=== Parts of the exercise ===
[A] The article on Rahul Dravid's Dronacharya nomination names the players whose coaches the critics say were ignored. List those players.
[B] Go on with the article about Rahul Dravid's nomination for the Dronacharya Award, starting after its last sentence.

=== Text shown ===
Rahul Dravid for Dronacharya Award: Why not everybody is happy with BCCI's nomination for coaching honour

Written By DNA Web Team | Updated: Apr 30, 2018, 03:38 PM IST

Dravid coached the Indian side that won the ICC Under-19 World Cup this year.

Rahul Dravid is universally praised- as a human being, player and as a coach. However, his nomination for the prestigious Dronacharya award by BCCI has not been universally appreciated.  Dronacharya Award is the highest honour for a sports coach in India.  

Some eyebrows have been raised after Supreme Court-appointed Committee of Administrators chief Vinod Rai on Thursday announced that Rahul Dravid’s name had been proposed for the award. According to a report in Cricket Next, some BCCI officials believe Dravid being nominated for the Dronacharya award is unfair to others including childhood coaches of cricketers who spent hours behind the scenes before the players rose through the ranks and donned the U-19 cap or represented India A.

Dravid coached the Indian side that won the ICC Under-19 World Cup this year. Dravid is largely credited with nurturing India's young cricketers and enhancing India's bench strength through his stint at India A squad as its coach.

Those who have questioned Dravid's nomination have argued that coaches who had given blood and sweat to the likes of Virat Kohli, Hardik Pandya, Jasprit Bumrah, Rishabh Pant, Kuldeep Yadav and Yuzvendra Chahal, among others have been ignored at the expense of a popular name like Dravid.

=== The data ===
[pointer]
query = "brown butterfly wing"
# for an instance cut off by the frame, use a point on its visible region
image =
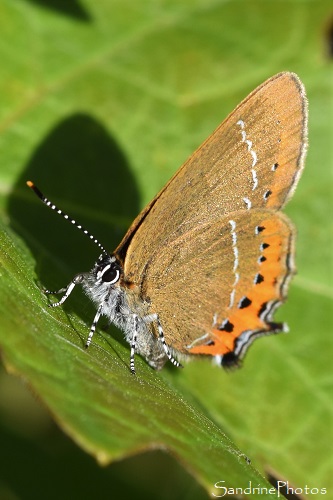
(269, 129)
(227, 281)
(182, 250)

=== Answers in order ===
[A] Virat Kohli, Hardik Pandya, Jasprit Bumrah, Rishabh Pant, Kuldeep Yadav, Yuzvendra Chahal

[B]
"Rai’s decision to nominate the former skipper for the Dronacharya just three years into his coaching career sets a wrong precedent," the report quoted a senior BCCI official as saying. 

“When we speak strictly in terms of the Dronacharya Award, even a great player has to compete not on the basis of his performance as a player but solely on the basis of his performance as a coach. Not even as a mentor but as a coach. Each of the players playing in the U-19 World Cup has been coached through their childhood by a coach, at the state level by coaches at the U-14, U-16 and the U-19 levels. It was on the basis of those performances that those boys even made it to the India U-19 team. Would it be fair to ignore the immense hard-work and contribution put in by those coaches that have culminated in great performances? The key question would be whether the Dronacharya Award is given for coaching the boys or to guide them in a tournament? ", a senior BCCI official was quoted as saying by CricketNext.